Problem set:
1 – Reproduce the mailing-list post about severe weather for irises, starting at "2. If the wind" and ending at "it severe weather.".
2 – Carry on the mailing-list post about severe weather for irises from the point where it stops.

*** Passage provided ***

"Severe" weather
- To: Iris List-Server <i*@Rt66.com>
- Subject: "Severe" weather
- From: S* M* <7*@CompuServe.COM>
- Date: 25 Aug 96 18:37:22 EDT
Ellen Gallagher commented:
: Uhm, one needs to have some sense of proportion in describing 'severe
weather'
Yes, indeed. Although there are undoubtedly some extreme conditions for which
everyone would grant that label. I can cite a couple of examples, and I'm sure
that some of our northern members can give others.
1. If the temperature is so high and the humidity is so low that TB flowers
dry to the texture of tissue paper before they can fully open -- I call it
severe weather.
2. If the wind is so strong that it breaks some stalks and when other stalks
don't bend or break it pops the rhizomes themselves out of the ground by
breaking their roots -- I call it severe weather.
Other conditions are relative -- some to the iris, others to the irisarian. I
certainly would not call a 20 degree F. night "severe" if it happens in January
when the iris are winter-dormant. If it happens in late March or early April,
though, when early varieties are blooming and later ones are forming buds --
that's another story. Weather that wipes out a good portion of my bloom
definitely qualifies as "severe"!

*** Provided data ***

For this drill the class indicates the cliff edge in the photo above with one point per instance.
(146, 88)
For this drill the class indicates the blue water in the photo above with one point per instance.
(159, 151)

***

Solved problems:
1 –
2. If the wind is so strong that it breaks some stalks and when other stalks
don't bend or break it pops the rhizomes themselves out of the ground by
breaking their roots -- I call it severe weather.

2 –
Some years ago, I enjoyed a mid-summer visit to Minnesota. I considered it a
gorgeous day, a delightful change of pace compared to New Mexico temperatures of
over 110 coupled with relative humidity less than 10%. Then I noticed my hosts
seeking the shade at every opportunity and learned that by their standards it
was NOT a gorgeous day, but rather that they considered the heat unusually
"severe" !
Something tells me I don't want to visit the north country in the winter . . . .
Sharon McAllister (72272.1745@compuserve.com)
"Officially" in USDA Zone 8, but with a micro-climate of colder winters & hotter
summers.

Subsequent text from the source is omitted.